» WHAT YOU WILL DO:
- A) Rewrite as a bulleted list the paragraph of the Dying Matters Week reflection that begins "As soon as Nabeel was admitted to the hospice", keeping its main facts.
- B) Extend the Dying Matters Week reflection, beginning after its final sentence.

» EXERCISE PASSAGE:
== Segment start ==
As part of Dying Matters Week (11-17 May), Nasreen Al-Azami, whose husband Nabeel was under our care and whose family were supported by our bereavement service, reflects on the importance of talking about death and dying and the difference it made to her family. 

Nasreen with her husband and three children

Last year in January, my dear husband and best friend Nabeel started getting severe back pain and weakness in his legs. After lots of to-ing and fro-ing from the GP we decided to go to A&E and Nabeel was immediately admitted. Scans showed that he had a tumour in his spine and we eventually found out in March that it was one of the worst kinds, a Grade 4 Glioblastoma. It had spread all over his spine and made him completely paralysed from his waist down.

 

 

Nabeel was a force of nature and didn’t let his diagnosis hold him back. While I was completely devastated by the diagnosis, Nabeel sprung to action and managed to finish writing his book on ethical leadership, continued coaching and mentoring people and started off several community projects. He helped me remember that his illness was in fact a blessing from God, that everything happens for a good reason and that death is just a transition process to our next life. The important thing is to live well and help others.

 

In June Nabeel’s oncologist told us that his cancer had spread to his brain, and there was nothing else they could do - they would be stopping chemotherapy. We immediately contacted Saint Francis Hospice to see if Nabeel could be admitted to help with his excruciating headaches - that was on a Friday and by Sunday they told us that a bed was available.

 

Nabeel

 

As soon as Nabeel was admitted to the hospice, he felt like his pain had half gone even before he had taken any medication! There was a lovely view of the gardens in full bloom, the 5-6 nursing staff and doctors who popped by to welcome him and ask after him, the chef who came to see what he would like to eat and made sure to order in halal meat, and the complementary therapies team offering Reiki and massages.

 

But perhaps the most valuable thing that the hospice gave us was permission to talk about death and dying without shame or fear. The family support team helped us talk to our three beautiful children, and also offered them months of counselling - helping them to understand their difficult feelings and giving them a space to just talk. We were able to plan for Nabeel’s eventual passing in terms of thinking about organ donation and funeral wishes.
== Segment end ==
» DATASET:
== Segment start ==
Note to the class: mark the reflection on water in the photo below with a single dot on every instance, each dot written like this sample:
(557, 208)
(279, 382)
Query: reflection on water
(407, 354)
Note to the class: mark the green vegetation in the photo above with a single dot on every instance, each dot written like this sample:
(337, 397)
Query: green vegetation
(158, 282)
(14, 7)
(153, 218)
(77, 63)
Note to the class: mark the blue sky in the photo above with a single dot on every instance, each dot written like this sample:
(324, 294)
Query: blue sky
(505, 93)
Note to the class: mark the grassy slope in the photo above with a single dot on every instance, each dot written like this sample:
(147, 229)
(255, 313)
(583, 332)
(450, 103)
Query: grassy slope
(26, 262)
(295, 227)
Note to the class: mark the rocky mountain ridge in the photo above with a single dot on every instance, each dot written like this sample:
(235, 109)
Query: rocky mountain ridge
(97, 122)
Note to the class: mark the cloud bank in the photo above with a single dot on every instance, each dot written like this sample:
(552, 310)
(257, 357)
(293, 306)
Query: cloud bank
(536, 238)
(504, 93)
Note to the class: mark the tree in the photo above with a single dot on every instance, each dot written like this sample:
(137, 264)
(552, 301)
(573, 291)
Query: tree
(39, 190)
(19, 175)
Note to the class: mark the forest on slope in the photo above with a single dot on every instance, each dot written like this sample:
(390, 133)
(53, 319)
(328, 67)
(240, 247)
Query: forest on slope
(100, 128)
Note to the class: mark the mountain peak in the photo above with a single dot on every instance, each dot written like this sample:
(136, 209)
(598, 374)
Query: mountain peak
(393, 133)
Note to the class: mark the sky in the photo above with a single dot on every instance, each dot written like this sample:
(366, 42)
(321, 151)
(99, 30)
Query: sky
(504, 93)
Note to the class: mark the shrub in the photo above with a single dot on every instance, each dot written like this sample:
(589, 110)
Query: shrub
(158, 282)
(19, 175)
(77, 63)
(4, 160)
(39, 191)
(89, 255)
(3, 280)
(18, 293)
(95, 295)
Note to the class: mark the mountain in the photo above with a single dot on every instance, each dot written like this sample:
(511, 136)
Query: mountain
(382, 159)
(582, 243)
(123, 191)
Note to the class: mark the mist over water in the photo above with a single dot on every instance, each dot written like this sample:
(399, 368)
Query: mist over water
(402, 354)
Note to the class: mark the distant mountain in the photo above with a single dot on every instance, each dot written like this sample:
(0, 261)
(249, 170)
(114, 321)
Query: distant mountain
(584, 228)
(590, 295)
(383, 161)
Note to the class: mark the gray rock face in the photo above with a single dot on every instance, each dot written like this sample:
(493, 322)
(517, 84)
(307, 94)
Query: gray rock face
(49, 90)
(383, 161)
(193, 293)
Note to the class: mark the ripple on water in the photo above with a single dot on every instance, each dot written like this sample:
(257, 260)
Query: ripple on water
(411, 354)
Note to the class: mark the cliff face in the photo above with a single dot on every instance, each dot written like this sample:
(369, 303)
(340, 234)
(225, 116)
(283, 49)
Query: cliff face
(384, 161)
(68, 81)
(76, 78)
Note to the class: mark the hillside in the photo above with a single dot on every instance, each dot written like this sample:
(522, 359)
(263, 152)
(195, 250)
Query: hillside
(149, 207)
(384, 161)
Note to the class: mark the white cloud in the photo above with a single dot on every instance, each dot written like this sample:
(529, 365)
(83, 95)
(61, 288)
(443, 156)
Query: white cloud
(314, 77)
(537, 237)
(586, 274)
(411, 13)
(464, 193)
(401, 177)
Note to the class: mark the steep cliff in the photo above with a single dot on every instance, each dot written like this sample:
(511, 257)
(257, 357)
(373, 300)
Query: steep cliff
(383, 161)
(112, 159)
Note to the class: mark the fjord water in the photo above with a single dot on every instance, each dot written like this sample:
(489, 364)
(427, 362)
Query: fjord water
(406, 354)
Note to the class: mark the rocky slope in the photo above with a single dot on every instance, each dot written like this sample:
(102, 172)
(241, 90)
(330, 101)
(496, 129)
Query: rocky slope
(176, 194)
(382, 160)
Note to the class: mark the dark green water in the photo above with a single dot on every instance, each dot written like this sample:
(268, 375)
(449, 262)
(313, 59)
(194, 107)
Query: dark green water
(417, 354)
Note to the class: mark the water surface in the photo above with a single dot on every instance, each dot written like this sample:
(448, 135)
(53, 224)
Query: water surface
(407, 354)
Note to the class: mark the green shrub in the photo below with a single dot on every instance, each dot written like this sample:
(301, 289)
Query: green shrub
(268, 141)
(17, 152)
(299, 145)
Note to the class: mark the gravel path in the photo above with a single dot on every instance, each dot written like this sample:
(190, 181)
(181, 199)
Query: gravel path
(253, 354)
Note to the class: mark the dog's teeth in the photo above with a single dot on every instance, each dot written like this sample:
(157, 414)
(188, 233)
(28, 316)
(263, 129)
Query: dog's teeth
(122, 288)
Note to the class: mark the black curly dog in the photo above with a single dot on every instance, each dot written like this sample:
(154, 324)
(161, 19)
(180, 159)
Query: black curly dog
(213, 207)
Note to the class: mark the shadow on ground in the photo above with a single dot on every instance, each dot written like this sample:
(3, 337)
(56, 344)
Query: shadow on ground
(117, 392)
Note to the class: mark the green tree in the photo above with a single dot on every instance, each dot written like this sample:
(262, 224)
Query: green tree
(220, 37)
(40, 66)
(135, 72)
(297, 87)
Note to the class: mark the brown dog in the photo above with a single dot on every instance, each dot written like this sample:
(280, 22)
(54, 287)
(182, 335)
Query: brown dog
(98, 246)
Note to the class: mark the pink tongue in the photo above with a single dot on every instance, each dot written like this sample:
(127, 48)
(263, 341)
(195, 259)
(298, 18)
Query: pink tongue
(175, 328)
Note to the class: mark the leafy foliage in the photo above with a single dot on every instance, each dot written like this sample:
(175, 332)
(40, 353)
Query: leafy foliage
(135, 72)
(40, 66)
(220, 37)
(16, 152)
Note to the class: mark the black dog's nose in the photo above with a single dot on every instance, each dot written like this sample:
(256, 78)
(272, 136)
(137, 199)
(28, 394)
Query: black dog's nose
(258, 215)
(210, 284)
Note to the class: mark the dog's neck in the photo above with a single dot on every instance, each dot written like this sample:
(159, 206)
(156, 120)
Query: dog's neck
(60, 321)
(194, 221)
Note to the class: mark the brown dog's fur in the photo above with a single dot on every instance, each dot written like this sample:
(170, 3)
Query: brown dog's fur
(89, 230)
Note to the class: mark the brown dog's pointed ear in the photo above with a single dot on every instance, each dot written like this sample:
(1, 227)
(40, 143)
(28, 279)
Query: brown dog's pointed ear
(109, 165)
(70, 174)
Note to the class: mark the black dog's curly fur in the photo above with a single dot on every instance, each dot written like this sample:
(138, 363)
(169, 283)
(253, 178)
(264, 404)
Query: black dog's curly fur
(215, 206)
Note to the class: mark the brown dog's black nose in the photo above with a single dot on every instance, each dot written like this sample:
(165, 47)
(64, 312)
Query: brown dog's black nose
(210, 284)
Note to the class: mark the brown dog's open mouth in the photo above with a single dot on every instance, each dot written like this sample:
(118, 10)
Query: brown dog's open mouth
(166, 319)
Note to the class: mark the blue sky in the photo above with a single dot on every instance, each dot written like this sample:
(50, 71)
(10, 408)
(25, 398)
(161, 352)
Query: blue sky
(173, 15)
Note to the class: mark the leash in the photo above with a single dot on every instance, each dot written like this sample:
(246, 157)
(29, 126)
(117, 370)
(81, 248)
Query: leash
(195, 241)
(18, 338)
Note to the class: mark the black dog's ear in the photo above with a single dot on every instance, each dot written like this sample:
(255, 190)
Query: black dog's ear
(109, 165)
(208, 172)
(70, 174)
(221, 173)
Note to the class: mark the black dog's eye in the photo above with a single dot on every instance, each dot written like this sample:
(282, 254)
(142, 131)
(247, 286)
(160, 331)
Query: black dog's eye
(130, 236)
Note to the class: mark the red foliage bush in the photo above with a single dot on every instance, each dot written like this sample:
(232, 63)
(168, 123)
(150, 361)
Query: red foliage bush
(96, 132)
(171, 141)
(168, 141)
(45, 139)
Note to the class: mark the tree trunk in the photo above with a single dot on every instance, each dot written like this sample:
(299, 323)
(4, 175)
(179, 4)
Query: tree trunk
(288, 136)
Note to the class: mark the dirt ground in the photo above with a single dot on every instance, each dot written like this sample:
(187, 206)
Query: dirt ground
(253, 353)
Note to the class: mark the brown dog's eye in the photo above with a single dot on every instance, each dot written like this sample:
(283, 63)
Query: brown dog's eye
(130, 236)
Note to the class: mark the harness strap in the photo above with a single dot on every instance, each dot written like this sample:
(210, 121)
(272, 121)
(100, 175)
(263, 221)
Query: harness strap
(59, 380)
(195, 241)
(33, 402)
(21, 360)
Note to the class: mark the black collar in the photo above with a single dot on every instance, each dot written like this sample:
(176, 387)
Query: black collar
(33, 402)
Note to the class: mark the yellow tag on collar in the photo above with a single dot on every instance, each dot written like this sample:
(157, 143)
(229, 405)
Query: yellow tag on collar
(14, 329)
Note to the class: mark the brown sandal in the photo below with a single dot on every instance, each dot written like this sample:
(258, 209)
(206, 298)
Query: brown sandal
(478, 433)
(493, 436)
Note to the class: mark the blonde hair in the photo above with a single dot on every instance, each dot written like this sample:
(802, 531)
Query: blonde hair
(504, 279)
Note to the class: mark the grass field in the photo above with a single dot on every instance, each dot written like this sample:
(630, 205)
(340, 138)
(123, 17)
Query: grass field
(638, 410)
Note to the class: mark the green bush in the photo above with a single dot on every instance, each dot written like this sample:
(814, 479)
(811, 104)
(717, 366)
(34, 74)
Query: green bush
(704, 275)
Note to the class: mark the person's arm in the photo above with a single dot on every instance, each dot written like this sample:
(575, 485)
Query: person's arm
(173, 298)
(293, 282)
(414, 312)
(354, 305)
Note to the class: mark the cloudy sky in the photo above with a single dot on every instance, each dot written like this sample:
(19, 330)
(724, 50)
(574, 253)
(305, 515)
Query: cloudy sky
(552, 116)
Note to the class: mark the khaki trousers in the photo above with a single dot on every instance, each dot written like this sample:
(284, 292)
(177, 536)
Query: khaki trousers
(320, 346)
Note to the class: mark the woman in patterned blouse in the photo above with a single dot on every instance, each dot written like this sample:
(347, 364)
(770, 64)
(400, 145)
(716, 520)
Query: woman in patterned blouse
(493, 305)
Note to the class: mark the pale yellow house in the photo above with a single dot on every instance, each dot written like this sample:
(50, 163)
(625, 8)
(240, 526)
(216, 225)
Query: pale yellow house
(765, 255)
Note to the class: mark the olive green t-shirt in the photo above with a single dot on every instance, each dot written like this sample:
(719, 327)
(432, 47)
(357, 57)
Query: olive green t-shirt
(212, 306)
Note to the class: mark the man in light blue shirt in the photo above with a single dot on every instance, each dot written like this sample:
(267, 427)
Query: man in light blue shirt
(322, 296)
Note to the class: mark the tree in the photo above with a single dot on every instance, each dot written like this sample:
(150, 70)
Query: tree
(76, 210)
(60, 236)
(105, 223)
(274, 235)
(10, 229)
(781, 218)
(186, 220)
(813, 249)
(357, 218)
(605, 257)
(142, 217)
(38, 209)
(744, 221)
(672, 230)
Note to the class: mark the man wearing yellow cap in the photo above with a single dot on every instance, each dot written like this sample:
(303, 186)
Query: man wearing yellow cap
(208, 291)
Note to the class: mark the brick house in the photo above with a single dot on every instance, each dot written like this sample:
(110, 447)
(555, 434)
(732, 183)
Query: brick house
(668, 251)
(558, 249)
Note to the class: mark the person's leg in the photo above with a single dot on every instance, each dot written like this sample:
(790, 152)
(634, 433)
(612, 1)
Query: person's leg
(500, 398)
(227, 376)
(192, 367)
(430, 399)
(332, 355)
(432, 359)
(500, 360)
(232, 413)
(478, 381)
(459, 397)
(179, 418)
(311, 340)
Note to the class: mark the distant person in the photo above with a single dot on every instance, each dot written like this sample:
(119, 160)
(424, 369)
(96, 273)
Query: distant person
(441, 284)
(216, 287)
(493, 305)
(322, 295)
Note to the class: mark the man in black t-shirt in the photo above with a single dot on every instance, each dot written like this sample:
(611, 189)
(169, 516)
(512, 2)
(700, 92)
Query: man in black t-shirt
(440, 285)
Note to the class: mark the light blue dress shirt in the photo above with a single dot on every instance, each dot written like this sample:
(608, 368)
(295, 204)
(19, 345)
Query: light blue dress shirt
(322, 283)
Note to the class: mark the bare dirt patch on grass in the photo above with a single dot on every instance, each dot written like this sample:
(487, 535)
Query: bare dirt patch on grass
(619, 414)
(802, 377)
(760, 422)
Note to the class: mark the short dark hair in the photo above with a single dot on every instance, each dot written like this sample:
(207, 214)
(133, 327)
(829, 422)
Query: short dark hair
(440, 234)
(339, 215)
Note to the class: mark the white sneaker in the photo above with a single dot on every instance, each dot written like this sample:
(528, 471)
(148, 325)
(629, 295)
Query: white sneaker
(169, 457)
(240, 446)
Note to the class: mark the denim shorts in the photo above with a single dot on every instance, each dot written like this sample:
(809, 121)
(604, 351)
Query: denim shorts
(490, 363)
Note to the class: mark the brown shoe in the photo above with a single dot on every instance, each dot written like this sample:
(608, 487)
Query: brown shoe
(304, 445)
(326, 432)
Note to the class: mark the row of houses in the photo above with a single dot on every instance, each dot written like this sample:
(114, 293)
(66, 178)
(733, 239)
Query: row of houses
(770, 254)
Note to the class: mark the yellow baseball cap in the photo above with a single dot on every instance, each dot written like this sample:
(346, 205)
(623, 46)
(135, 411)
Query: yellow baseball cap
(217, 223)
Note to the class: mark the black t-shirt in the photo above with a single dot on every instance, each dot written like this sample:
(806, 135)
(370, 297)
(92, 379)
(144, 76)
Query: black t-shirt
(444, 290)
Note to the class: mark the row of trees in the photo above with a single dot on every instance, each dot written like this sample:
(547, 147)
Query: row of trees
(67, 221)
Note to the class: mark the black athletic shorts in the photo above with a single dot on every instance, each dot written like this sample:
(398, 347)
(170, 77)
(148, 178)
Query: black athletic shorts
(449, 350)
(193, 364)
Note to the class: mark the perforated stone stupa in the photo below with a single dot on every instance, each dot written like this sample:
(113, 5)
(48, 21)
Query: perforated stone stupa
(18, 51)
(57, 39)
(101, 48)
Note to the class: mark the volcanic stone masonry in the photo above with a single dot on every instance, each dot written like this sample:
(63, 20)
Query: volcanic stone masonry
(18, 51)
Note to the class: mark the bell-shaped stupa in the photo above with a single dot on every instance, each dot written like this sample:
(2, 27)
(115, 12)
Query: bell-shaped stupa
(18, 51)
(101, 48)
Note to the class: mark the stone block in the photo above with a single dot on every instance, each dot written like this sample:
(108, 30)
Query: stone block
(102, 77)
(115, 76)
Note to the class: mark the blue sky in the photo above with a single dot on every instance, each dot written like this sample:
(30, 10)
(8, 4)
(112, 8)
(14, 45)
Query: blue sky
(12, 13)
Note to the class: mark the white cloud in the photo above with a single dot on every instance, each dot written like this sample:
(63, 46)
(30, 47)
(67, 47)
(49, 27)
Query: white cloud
== Segment end ==
» TASK RESPONSES:
- A)
- On admission, Nabeel felt his pain had half gone even before he had taken any medication.
- There was a view of the gardens in full bloom.
- Five to six nursing staff and doctors came by to welcome him and ask after him.
- The chef came to ask what he would like to eat and made sure to order in halal meat.
- The complementary therapies team offered Reiki and massages.

- B)
 

Nasreen

 

Nabeel was only 39 when he died, but had already dedicated his life and work to try to make this world a better place for all. This wish comes from the heart of our Islamic faith and tradition - we believe that the Prophet Muhammad was sent as a mercy to the whole world and it is our job as his followers to continue this mission. Input from the hospice allowed Nabeel to continue his good work and live as normal a life as possible for as long as possible, giving lots of love and quality time to our children in the beautiful environs of the hospice. And when his time had come, to die with dignity with all of his family around him. 

 

At the moment, our family is celebrating the month of Ramadan. Ramadan is a time where we get closer to God through fasting, prayer and charity. It’s a time where Muslims connect with their communities and really try to help those in need. This Ramadan, our kids decided that they wanted to support St. Francis Hospice when they heard that their funding was affected by COVID and have raised more than £6000 in less than a week!

 

Saint Francis Hospice means a lot to our whole family - they were a beacon of light at a dark time. I hope that many more families like ours who have found themselves in these difficult circumstances can benefit from the hospice in years to come.